[Opening THE DATA section]

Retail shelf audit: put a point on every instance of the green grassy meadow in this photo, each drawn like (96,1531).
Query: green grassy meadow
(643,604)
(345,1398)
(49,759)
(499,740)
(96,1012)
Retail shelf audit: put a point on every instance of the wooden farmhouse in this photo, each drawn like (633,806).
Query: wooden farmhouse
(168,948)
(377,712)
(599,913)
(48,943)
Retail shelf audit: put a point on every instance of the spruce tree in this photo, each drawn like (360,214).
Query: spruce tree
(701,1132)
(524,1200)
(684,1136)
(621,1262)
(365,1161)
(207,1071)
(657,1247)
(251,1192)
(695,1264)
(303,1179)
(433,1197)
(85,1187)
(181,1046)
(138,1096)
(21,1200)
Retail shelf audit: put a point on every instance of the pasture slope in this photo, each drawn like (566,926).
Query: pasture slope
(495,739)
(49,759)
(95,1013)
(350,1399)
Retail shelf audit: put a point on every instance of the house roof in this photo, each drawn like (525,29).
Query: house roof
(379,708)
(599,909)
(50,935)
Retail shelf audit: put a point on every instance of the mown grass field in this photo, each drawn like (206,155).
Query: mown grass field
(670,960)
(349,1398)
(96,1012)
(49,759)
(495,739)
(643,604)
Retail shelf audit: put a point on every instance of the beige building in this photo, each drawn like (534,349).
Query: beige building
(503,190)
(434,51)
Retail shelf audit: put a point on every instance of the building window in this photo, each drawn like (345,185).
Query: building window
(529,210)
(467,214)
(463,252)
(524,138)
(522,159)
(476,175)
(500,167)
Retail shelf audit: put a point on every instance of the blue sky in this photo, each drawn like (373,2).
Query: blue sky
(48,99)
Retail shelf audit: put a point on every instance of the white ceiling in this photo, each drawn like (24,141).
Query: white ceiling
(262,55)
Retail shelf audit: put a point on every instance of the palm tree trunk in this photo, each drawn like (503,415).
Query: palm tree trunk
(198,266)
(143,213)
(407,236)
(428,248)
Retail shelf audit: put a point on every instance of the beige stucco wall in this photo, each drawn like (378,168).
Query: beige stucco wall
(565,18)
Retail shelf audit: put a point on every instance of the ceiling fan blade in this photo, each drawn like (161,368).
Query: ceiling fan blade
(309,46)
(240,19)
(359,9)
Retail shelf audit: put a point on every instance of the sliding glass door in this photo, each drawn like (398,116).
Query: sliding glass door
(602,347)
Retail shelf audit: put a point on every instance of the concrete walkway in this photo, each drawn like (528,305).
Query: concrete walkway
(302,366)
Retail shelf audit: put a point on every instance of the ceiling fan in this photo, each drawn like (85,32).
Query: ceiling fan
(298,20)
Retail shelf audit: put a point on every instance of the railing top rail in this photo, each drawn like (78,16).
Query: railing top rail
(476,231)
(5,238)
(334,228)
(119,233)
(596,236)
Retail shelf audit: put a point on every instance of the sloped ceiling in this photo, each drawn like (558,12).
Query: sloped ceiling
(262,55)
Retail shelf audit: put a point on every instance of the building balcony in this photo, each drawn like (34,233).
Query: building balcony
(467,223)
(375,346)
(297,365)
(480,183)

[Closing THE DATA section]

- _WORK REQUEST_
Type the records out again. Match them exactly.

- _TASK RESPONSE_
Retail shelf audit: put a point on every instance of the green grassy meadow in this photo, each drawn like (96,1531).
Query: green grassy meadow
(643,604)
(345,1398)
(49,759)
(499,740)
(96,1012)
Retail shelf audit: put a point on every instance of the wooden farmhouse in this photo, each drawn like (633,806).
Query: wooden farmhouse
(168,948)
(377,712)
(599,913)
(48,943)
Retail shelf audit: put a point on every instance of the spruce tree in this photo, each drawn like (360,214).
Query: spruce tree
(701,1132)
(524,1200)
(684,1136)
(621,1262)
(365,1161)
(207,1071)
(657,1247)
(251,1192)
(695,1264)
(303,1179)
(433,1197)
(85,1187)
(181,1046)
(138,1096)
(21,1200)
Retail shelf audit: put a point on every instance of the pasture slope in this photo, each drawn like (566,926).
Query: pasture slope
(495,739)
(49,759)
(95,1013)
(350,1399)
Retail shelf audit: put a point on every instance of the house roof in this photo, each drawn like (525,29).
Query: house roof
(379,708)
(599,909)
(50,935)
Retail shelf audit: put a point on every instance of the mown grass field in this photo, each drawn like (206,155).
Query: mown grass field
(670,960)
(349,1398)
(96,1012)
(49,759)
(495,739)
(643,604)
Retail shelf audit: put a point on every instance of the beige building in this photo, each drawn like (534,349).
Query: beige building
(503,190)
(434,51)
Retail shelf audit: put a point on every instance of the building window in this photo, each drawn like (345,185).
Query: building window
(529,210)
(467,214)
(463,252)
(524,138)
(522,159)
(476,175)
(500,167)
Retail shelf audit: put a point on every instance of the blue sky in this photo, each drawn like (373,2).
Query: blue sky
(48,99)
Retail shelf audit: put a point on every instance of the white ceiling in this photo, each drawn like (24,141).
Query: white ceiling
(262,55)
Retail shelf audit: put a point on every instance of the palm tree trunk in this photo, each drawn like (503,415).
Query: palm tree trunk
(198,266)
(143,213)
(407,236)
(428,248)
Retail shelf audit: put a point on every instance of the beige stucco wall in this photo, each drawn like (378,168).
Query: beige stucco wall
(565,18)
Retail shelf audit: put a point on every instance of the ceiling fan blade in this photo, each drawn like (161,368).
Query: ceiling fan blade
(309,46)
(240,19)
(359,9)
Retail shelf audit: put a point on every instance of the sliding glass door in this photo, each drawn like (398,116).
Query: sliding glass door
(602,347)
Retail shelf audit: put a point on every instance of the concrete walkway in this photo, each drawn like (528,305).
Query: concrete walkway
(302,366)
Retail shelf audit: put a point on every instance of the ceiling fan in this photo, each drawn like (85,32).
Query: ceiling fan
(298,20)
Retail shelf audit: put a point on every instance of the railing top rail in this photo, each drawn like (78,16).
Query: railing top rail
(476,231)
(5,238)
(334,228)
(119,233)
(596,236)
Retail shelf audit: put a point on every instance of the sloped ceiling in this photo, each drawn like (558,12).
Query: sloped ceiling
(262,55)
Retail shelf audit: put a point on every instance of the building balcony in this photo, each drawn like (34,233).
Query: building balcony
(467,223)
(375,346)
(297,365)
(480,183)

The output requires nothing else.